DIRECTIONS FOR THIS TASK »
Extract each record and reproduce it exactly.

EXERCISE MATERIALS »
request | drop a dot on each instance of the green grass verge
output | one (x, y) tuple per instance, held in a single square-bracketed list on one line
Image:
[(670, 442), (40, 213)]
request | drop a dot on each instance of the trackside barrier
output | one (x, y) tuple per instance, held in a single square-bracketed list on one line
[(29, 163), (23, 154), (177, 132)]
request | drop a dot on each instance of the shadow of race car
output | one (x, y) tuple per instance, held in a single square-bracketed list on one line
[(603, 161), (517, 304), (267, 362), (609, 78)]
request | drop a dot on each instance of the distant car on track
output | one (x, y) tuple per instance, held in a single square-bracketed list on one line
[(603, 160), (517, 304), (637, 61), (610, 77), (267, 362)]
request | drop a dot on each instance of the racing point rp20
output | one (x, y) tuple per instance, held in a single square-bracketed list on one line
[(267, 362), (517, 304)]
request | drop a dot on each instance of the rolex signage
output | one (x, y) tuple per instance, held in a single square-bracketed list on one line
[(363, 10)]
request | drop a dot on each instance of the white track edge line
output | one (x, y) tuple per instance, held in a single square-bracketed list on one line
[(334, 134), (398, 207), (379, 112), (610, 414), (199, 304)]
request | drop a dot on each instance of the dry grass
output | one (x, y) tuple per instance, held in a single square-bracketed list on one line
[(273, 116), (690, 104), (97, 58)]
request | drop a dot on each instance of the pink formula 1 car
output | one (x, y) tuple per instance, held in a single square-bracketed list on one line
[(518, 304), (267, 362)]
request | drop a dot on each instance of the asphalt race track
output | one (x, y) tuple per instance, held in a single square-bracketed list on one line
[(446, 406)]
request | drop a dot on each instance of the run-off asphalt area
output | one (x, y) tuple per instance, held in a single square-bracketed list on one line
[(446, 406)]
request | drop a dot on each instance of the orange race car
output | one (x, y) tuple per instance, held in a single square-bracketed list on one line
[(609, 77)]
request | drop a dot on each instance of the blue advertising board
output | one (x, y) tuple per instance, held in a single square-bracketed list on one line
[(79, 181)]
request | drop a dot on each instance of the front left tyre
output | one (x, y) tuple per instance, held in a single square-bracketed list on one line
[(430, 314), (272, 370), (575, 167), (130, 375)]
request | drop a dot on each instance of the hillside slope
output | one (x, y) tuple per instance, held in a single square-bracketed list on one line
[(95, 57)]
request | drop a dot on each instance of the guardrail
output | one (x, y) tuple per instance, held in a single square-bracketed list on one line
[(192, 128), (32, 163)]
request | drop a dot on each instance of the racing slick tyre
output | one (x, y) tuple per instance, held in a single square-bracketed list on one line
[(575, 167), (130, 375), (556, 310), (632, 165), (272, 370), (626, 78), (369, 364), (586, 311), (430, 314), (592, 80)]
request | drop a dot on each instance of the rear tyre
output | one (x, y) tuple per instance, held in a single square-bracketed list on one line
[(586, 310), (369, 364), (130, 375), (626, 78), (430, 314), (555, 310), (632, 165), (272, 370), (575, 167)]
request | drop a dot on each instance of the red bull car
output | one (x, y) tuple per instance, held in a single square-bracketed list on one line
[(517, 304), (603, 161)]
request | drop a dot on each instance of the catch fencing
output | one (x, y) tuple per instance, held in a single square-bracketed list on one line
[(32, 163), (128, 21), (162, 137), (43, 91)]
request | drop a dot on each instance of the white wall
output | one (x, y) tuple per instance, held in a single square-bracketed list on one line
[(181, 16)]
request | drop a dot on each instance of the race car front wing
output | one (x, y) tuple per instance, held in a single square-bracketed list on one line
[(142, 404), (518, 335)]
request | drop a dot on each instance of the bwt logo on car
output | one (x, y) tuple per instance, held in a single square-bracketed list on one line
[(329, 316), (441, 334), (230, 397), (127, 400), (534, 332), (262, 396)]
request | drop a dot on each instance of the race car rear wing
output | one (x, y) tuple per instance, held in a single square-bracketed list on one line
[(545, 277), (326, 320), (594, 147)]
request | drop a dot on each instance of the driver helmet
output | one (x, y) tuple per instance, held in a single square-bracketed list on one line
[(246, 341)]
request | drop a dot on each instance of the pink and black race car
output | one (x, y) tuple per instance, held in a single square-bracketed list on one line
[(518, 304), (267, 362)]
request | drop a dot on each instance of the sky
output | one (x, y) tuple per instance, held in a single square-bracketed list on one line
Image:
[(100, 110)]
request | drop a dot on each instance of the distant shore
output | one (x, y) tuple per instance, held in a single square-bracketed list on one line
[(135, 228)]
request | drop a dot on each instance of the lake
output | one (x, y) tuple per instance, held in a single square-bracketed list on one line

SOLVED PROBLEM »
request | drop a dot on each instance of the green grass verge
output | one (x, y) tuple per instance, held in a single square-bracketed list on one line
Image:
[(670, 442), (40, 213)]
request | drop a dot on each instance of the trackside barrier
output | one (x, y) tuple per instance, held in a single square-bracketed list on one line
[(29, 163), (23, 154), (177, 132)]
request | drop a dot on each instance of the shadow of race car
output | one (x, y) tuple per instance, held in a single square-bracketed list on one line
[(603, 161), (517, 304), (267, 362), (609, 78)]
request | drop a dot on each instance of the distant car on track
output | one (x, y) tuple per instance, held in a single square-bracketed list on one line
[(603, 160), (517, 304), (637, 61), (610, 77), (267, 362)]
request | drop a dot on each instance of the racing point rp20
output | one (x, y) tuple per instance, held in a single square-bracketed list on one line
[(267, 362), (517, 304)]
request | drop a dot on each instance of the rolex signage
output | one (x, y) tuple per instance, held in a single square-bracketed list on one line
[(363, 10)]
request | drop a dot on each instance of the white track edge line
output | one (x, y) tuple per instance, held in a single square-bracketed list on one line
[(334, 134), (398, 207), (379, 112), (610, 414), (199, 304)]
request | drop a dot on each instance of the dry grass
output | one (x, y) tuple per instance, held in a single square-bracketed list on one line
[(273, 116), (690, 104), (97, 58)]
request | drop a dot on each instance of the pink formula 1 car
output | one (x, y) tuple per instance, held in a single square-bracketed list on one line
[(518, 304), (267, 362)]
request | drop a dot on each instance of the asphalt race track
output | one (x, y) tuple per instance, held in a single square-bracketed list on one line
[(446, 406)]
request | drop a dot on each instance of the run-off asphalt area
output | one (x, y) tuple per instance, held in a single square-bracketed list on one line
[(446, 406)]
request | drop a dot on each instance of the orange race car
output | one (x, y) tuple per instance, held in a single square-bracketed list on one line
[(609, 77)]
request | drop a dot on each instance of the blue advertising board
output | one (x, y) tuple per instance, held in a single square-bracketed list on one line
[(79, 181)]
request | drop a dot on each instance of the front left tyre
output | one (x, y) tuple per instance, held in a single square-bracketed list on one line
[(430, 314), (272, 370), (575, 167), (130, 375)]
request | drop a dot on each instance of the hillside slope
output | one (x, y) tuple per instance, held in a single square-bracketed list on one line
[(95, 57)]
request | drop a dot on each instance of the guardrail
output | one (x, y) tuple per instance, held in a single square-bracketed list on one line
[(192, 128), (32, 163)]
request | drop a dot on each instance of the racing slick tyre
output | one (x, y) tuple per instance, held in a single square-bracketed list on one line
[(575, 167), (130, 375), (556, 310), (632, 165), (272, 370), (626, 78), (369, 364), (586, 311), (430, 314), (592, 80)]
request | drop a dot on each instance of the rear tyre
output | one (x, y) tuple per instance, held in a single square-bracketed list on one line
[(586, 310), (369, 364), (130, 375), (626, 78), (430, 314), (555, 310), (632, 165), (272, 370), (575, 167)]
request | drop a dot on each instance of the red bull car
output | one (x, y) tuple per instance, held in a single square-bracketed list on one line
[(517, 304), (603, 161)]
request | drop a dot on each instance of the catch fencing
output | one (x, y) tuple per instance, held in a single square-bracketed list on one line
[(32, 163), (128, 21), (162, 137), (43, 91)]
request | drop a dot on each instance of the white wall
output | one (x, y) tuple per instance, held in a single square-bracketed list on one line
[(181, 16)]
request | drop a dot on each instance of the race car front wing
output | one (x, y) tuple per instance, held in a single square-bracketed list on one line
[(142, 404), (518, 335)]
request | drop a dot on each instance of the bwt logo on car
output | one (x, y) tuple per instance, held in a single square-bracketed list on one line
[(329, 316), (441, 334), (230, 397), (127, 400), (534, 332), (262, 396)]
request | drop a dot on each instance of the race car rear wing
output | one (x, y) tuple per instance, held in a single square-bracketed list on one line
[(545, 277), (326, 320), (594, 147)]
request | drop a dot on each instance of the driver helmet
output | one (x, y) tuple per instance, held in a single square-bracketed list on one line
[(246, 341)]
request | drop a dot on each instance of the pink and black race car
output | one (x, y) tuple per instance, held in a single square-bracketed list on one line
[(518, 304), (267, 362)]
request | drop a dot on each instance of the sky
output | one (x, y) tuple per instance, held in a single square-bracketed list on one line
Image:
[(100, 110)]
request | drop a dot on each instance of the distant shore
output | one (x, y) tuple per instance, held in a single square-bracketed list on one line
[(135, 228)]
request | drop a dot on each instance of the lake
output | one (x, y) tuple per instance, held in a single square-bracketed list on one line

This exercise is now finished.